**文書の抜粋**.
:::::
続・記者の視点(57)  PDF

続・記者の視点(57)

読売新聞大阪本社編集委員 原 昌平

薬物依存は「治療」が肝心だ

 一昨年の大物歌手に続き、今度はプロ野球の元スター選手が覚醒剤。有名人が違法薬物の容疑で捕まると、一部のマスメディアは、まるで凶悪事件のように大騒ぎして行状を暴き立てる。

 しかし、彼らはべつだん、他人を傷つけたり、金品を奪ったりしたわけではない。

 一部の薬物の所持や使用を犯罪として扱うのは、本人の健康と社会に与える有害な影響を防ぐためだ。つまり、この種の刑事罰は、もっぱら予防を目的にしている。

 確かに刑事罰には、まだ手を出していない人への威嚇効果がある。クスリを使ったら社会的におしまいだ、と脅かされたら、初めての人は手を出すのをためらうだろう。

 だが、すでに薬物にハマっている人にはどうか。

 自己コントロールが失われ、本人の意思だけでやめられないのが依存症という病気。きつく説教され、本気で反省しても治らない。病気を根性で治すのは無理なのだ。

 日本の薬物対策は長い間、取り締まり・処罰に偏っていた。身柄を拘束して懲らしめたら、やめるだろうという仮説に立った政策、本人の意思に期待する政策だった。

 ところが、初犯で執行猶予になり、また使ってしまうケースが少なくない。今度は実刑になっても、刑務所を出たら繰り返す。そういう病気なのだから、刑罰の威嚇による再犯防止には限界がある。

 かつて、〈覚せい剤やめますか、それとも人間やめますか〉というキャンペーンがあった。モンスター扱いして脅かすだけで、支援のかけらもない最悪の内容だった。

 必要なのは治療であり、やめ続けること(回復)への技術面を含めた支援だ。
:::::
(収集データ項目)

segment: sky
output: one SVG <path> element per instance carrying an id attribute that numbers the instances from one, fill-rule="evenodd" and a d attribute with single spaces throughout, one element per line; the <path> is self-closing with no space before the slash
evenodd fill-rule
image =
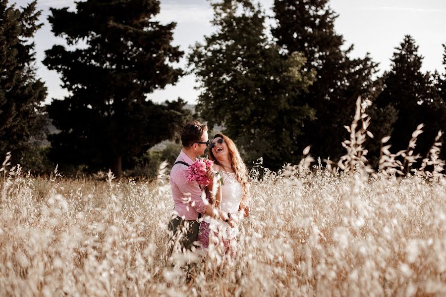
<path id="1" fill-rule="evenodd" d="M 24 6 L 31 0 L 12 0 Z M 267 14 L 273 15 L 274 0 L 259 0 Z M 205 35 L 214 32 L 210 23 L 213 11 L 207 0 L 161 0 L 161 11 L 156 19 L 162 23 L 177 23 L 172 45 L 179 46 L 186 54 L 189 47 L 201 42 Z M 399 46 L 405 35 L 410 34 L 419 46 L 418 51 L 424 57 L 422 70 L 436 69 L 445 73 L 441 64 L 442 44 L 446 43 L 446 0 L 332 0 L 330 6 L 339 15 L 335 29 L 342 34 L 345 48 L 354 45 L 351 57 L 364 57 L 370 52 L 380 63 L 381 73 L 390 68 L 394 48 Z M 50 7 L 75 7 L 74 0 L 38 0 L 38 9 L 42 10 L 40 21 L 44 23 L 35 36 L 37 75 L 45 82 L 48 96 L 62 99 L 67 92 L 61 88 L 61 81 L 55 71 L 50 71 L 42 64 L 45 51 L 55 44 L 64 44 L 63 40 L 54 36 L 47 17 Z M 186 55 L 185 55 L 185 56 Z M 185 67 L 185 57 L 178 65 Z M 148 95 L 155 102 L 175 100 L 181 97 L 190 104 L 196 103 L 200 94 L 193 74 L 181 78 L 174 86 L 157 90 Z"/>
:::::
**取り組む課題**.
A – 薬物依存に関するコラムのうち、見出し「薬物依存は「治療」が肝心だ」以降の部分から、かぎかっこ「」、丸かっこ( )、山かっこ〈〉のいずれかで囲まれた語句をすべて、囲みの記号ごと抜き出してください。
B – 薬物依存に関するコラムの続きを、最後の文の後から書き継いでください。
これらの行は、本文とは別個の資料です。

**各項目の解答**.
A –
「治療」
〈覚せい剤やめますか、それとも人間やめますか〉
(回復)

B –
 けれども、薬物依存の診療にあたる医療機関は少ない。回復支援を主に担ってきたのはダルク、マック、NAといった民間リハビリ施設・自助グループである。

 近年は刑務所、少年院、保護観察所などで、ダルクの協力を得たプログラムが行われるようになった。ただし施設内で薬物が切れている間に本人がもう大丈夫と思っても、シャバに出たら誘惑に負けることが少なくない。

 重要な課題は、地域生活を営みながら受けられる回復支援である。まだ捕まっていない人は、逮捕されて仕事や生活基盤を失わないうちに断ち切るほうがよい。処方薬をはじめ、違法ではない薬物に依存する人も増えている。

 そこで、通いたくなる工夫をした「スマープ」など、通院向けのプログラムが一部の公立病院や精神保健福祉センターで導入されつつある。

 刑罰中心から、治療を中心にした薬物対策へ。多くの国々はすでに転換している。これは人権の問題というより、どういう方法が役に立つかという有効性の問題である。

 依存に陥る人の多くは何らかのつらさを抱えており、快感への欲求より、苦痛を紛らわせるために依存するという見方もある。社会で居場所を失うと、よけいにクスリを使いたくなるという。回復すれば希望を持てるよう、社会の対応も変えないといけない。